-- Required tasks --
[1] In the passage on whether the respondent's offending was amenable to a registration order, which section of the SORA defines "registrable offence"?
[2] Continue the passage on whether the respondent's offending was amenable to a registration order, picking up after its final sentence.

-- Selected excerpt --

● ● ●

Was the respondent’s offending amenable to a registration order?

  1. The respondent contended that the judge had no power to make a registration order pursuant to the SORA, since the particular species of aggravated burglary of which he was convicted does not fall within any class of offence which is amenable to the provisions of the Act. In order to determine the correctness of that contention, it is necessary to analyse the key provisions in some detail.

  1. A ‘registrable offender’ is defined by s 6(1) of the SORA as a person whom a court has sentenced for a registrable offence. Section 7(1) defines ‘registrable offence’ as follows:[6]

    [6]My emphasis.

7    What is a registrable offence?

(1)      A registrable offence is—

(a)   a Class 1 offence;  or

(b)   a Class 2 offence;  or

(c)   an offence that results in the making of a sex offender registration order.

  1. It is common ground that the offence of aggravated burglary in this case was neither a Class 1 nor a Class 2 offence[7] (nor, for that matter, a Class 3 offence).[8]

    [7]It should be noted that Schedule 2 of the SORA, which sets out Class 2 offences, includes:

    20. An offence against section 77 of the Crimes Act 1958 (aggravated burglary) in circumstances where the offender entered the building or part of the building as a trespasser with intent to commit a sexual or indecent assault on a child.

    The victim in the present case was not, however, a ‘child’.

    [8]By s 8(1), Class 3 offences are those listed in Schedule 3.  Aggravated burglary is not one of those offences.

  1. Section 8(2) then provides:

8    What are class 3 and class 4 offences?

(2) A Class 4 offence is an offence listed in Schedule 4 committed against a person other than a child by a person who is (whether because of, or apart from, that offence) a serious sexual offender for the purposes of this section.

Class 4 offences are set out in Schedule 4, item 9 of which refers to the offence of aggravated burglary:

9. An offence against section 77 of the Crimes Act 1958 (aggravated burglary) in circumstances where the offender entered the building or part of the building as a trespasser with intent to commit a sexual or indecent assault.

Both parties concede, however, that the respondent is not a ‘serious sexual offender’ within the meaning of the Act,[9] so that the respondent’s offence is not caught by s 8(2) or Schedule 4.

[9]See SORA, s 8(3).

● ● ●

Excerpts from point annotation data:
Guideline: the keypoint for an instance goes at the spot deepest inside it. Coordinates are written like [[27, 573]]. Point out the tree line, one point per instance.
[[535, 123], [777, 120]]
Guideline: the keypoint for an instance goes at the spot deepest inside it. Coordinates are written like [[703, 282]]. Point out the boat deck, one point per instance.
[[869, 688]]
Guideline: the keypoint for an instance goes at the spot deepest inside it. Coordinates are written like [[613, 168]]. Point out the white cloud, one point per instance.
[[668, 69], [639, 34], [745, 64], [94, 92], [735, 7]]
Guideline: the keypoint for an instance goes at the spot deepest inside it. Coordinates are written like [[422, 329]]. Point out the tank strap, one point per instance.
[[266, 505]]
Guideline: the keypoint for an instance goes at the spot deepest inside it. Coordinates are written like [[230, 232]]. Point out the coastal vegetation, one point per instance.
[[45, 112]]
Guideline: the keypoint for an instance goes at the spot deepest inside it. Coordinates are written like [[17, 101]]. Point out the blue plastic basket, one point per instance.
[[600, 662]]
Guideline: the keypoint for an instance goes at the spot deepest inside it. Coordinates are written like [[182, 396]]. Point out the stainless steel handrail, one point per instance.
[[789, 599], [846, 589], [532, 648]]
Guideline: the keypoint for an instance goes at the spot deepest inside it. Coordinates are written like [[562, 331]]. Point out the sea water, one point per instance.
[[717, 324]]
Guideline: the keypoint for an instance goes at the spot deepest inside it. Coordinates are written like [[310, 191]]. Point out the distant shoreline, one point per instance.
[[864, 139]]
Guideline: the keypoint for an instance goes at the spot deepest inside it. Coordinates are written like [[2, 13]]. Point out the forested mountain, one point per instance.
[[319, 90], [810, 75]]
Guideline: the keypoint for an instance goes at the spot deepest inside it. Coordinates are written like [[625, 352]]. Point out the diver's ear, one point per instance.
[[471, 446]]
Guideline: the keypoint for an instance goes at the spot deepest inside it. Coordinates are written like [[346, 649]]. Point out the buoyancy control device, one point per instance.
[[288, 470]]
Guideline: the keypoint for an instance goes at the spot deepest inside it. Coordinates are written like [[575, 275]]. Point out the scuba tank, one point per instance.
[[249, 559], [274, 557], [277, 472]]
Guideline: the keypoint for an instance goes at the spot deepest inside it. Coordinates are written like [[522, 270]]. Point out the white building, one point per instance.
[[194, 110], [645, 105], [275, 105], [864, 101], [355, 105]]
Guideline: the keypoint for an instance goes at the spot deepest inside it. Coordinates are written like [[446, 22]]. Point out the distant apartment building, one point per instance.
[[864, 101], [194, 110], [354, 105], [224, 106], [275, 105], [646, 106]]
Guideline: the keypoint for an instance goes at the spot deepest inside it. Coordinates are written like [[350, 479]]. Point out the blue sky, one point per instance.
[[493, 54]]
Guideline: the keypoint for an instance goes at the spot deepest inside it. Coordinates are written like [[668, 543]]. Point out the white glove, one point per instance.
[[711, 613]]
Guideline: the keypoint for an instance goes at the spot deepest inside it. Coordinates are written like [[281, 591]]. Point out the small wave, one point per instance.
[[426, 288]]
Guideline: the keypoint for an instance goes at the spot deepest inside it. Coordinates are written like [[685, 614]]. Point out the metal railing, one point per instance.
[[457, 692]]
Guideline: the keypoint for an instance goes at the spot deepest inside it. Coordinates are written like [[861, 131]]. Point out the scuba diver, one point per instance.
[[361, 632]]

● ● ●

-- Responses in order --
[1] Section 7(1) of the SORA defines "registrable offence."

[2]
  1. The result is that the particular kind of offence of aggravated burglary committed by the respondent is specified neither as a Class 1, 2, 3 or 4 offence. It was contended by the appellant, however, that it was not necessary for an offence to fall within any of the four Classes in order for the respondent to be liable for a registration order. The first step in the appellant’s argument involved recourse to s 7(1)(c), which sets out that — quite apart from a Class 1 or Class 2 offence — a registrable offence is ‘an offence that results in the making of a sex offender registration order’.

  1. Next, the appellant relies on s 11 of the SORA, which is in the following terms:[10]

    [10]Emphasis added.

11 Sex offender registration order

(1)  If a court finds a person guilty of an offence that is not a Class 1 or Class 2 offence (including an offence that is a Class 3 or Class 4 offence), it may order that the person comply with the reporting obligations of this Act.

(3)  The court may only make an order under this section if, after taking into account any matter that it considers appropriate, it is satisfied, beyond reasonable doubt, that the person poses a risk to the sexual safety of one or more persons or of the community.

(4)  For the purposes of subsection (3), it is not necessary that the court be able to identify a risk to particular people, or a particular class of people.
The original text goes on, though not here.